▸ **COMPITI**:
A. In quale via si trovava la palazzina del crollo, secondo l'articolo sulla tragedia di Napoli?
B. Prosegui l'articolo sulla tragedia di Napoli partendo dopo la sua ultima frase.

▸ **TESTO SELEZIONATO**:
Svolta nelle indagini sulla tragedia di Napoli
Napoli - Un tubo spezzato nel punto di una saldatura e una serie di perni forse serrati in modo inadeguato: è su questi due elementi tecnici che si concentra la prima vera svolta nell’inchiesta sulla tragedia avvenuta il 25 luglio scorso al Rione Alto di Napoli, dove tre operai hanno perso la vita precipitando da un ponteggio montacarichi crollato al sesto piano di una palazzina in via San Giacomo dei Capri.
Le verifiche tecniche irripetibili ordinate dalla Procura di Napoli sono iniziate questa mattina, alla presenza dei consulenti delle parti coinvolte e degli avvocati difensori degli indagati.
Sotto osservazione c'è un tubo di sezione diversa rispetto agli altri, spezzato nel punto in cui è visibile una saldatura. Una anomalia che potrebbe rivelarsi determinante nel ricostruire le cause del cedimento strutturale. Al vaglio anche le condizioni e il corretto serraggio dei perni che dovevano garantire la stabilità del montacarichi.
Le indagini, coordinate dai pubblici ministeri, stanno seguendo più piste: dalla qualità dei materiali impiegati alle responsabilità nella catena di controllo.
Presenti agli accertamenti anche i consulenti e i legali dei soggetti attualmente iscritti nel registro degli indagati: l’imprenditore Pietroluongo (difeso dall’avvocato Zollo), l’imprenditore Napolitano (difeso da Fusco), l’amministratore del condominio (difeso da Ferraro) e il direttore dei lavori (assistito dagli avvocati Floccher e Anzelmo). Le parti offese sono rappresentate dagli avvocati Amedeo Di Pietro e Luigi Cinque.
Intanto l’intera area attorno al cantiere è stata transennata fin dalle prime ore del mattino. L’accesso a veicoli e pedoni è stato vietato per garantire la sicurezza e l’integrità degli accertamenti. L’area sarà riaperta solo al termine delle operazioni, che si preannunciano complesse e delicate.
Ma alla tragedia si aggiunge un altro episodio che lascia sgomenti. Carmen Martucci, compagna di Vincenzo Del Grosso – uno dei tre operai deceduti – è stata contattata dal commissariato Stella per formalizzare una denuncia: durante il fine settimana, la casa della vittima, nel quartiere Sanità, è stata svaligiata.

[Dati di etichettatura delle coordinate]
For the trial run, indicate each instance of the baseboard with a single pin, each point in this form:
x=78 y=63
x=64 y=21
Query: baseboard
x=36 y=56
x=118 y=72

▸ **RISULTATI DELL'ESERCIZIO**:
A. In via San Giacomo dei Capri, al Rione Alto di Napoli.

B.
I ladri hanno portato via gli attrezzi da lavoro di Vincenzo e persino alcuni generi alimentari contenuti in un pacco ritirato in chiesa.
«È un atto vile – ha dichiarato l’avvocato Gianluca Zanfardino – che si accanisce contro chi ha già perso tutto. Un gesto che racconta un degrado non solo sociale, ma anche morale». Un episodio che getta un’ombra ancora più cupa su una vicenda che ha già sollevato interrogativi gravi sulla sicurezza nei cantieri e sulle condizioni di lavoro.
La tragedia del Rione Alto non è un caso isolato, la scorsa settimana nel giro di 48 ore ci sono stati altri due incidenti sul lavoro tra Napoli e la provincia con altri tre operai feriti, ma il sintomo di un problema più profondo.
In un settore come quello edilizio, troppo spesso affidato a subappalti e logiche di risparmio estremo, la sicurezza diventa un optional. E in mancanza di controlli severi e regole rispettate, a pagare sono sempre gli ultimi: i lavoratori, le loro famiglie, le comunità.
Napoli, ancora una volta, si trova a piangere vittime sul lavoro. Ma il tempo del lutto non può diventare quello dell’oblio. Le indagini dovranno chiarire ogni responsabilità, senza scorciatoie.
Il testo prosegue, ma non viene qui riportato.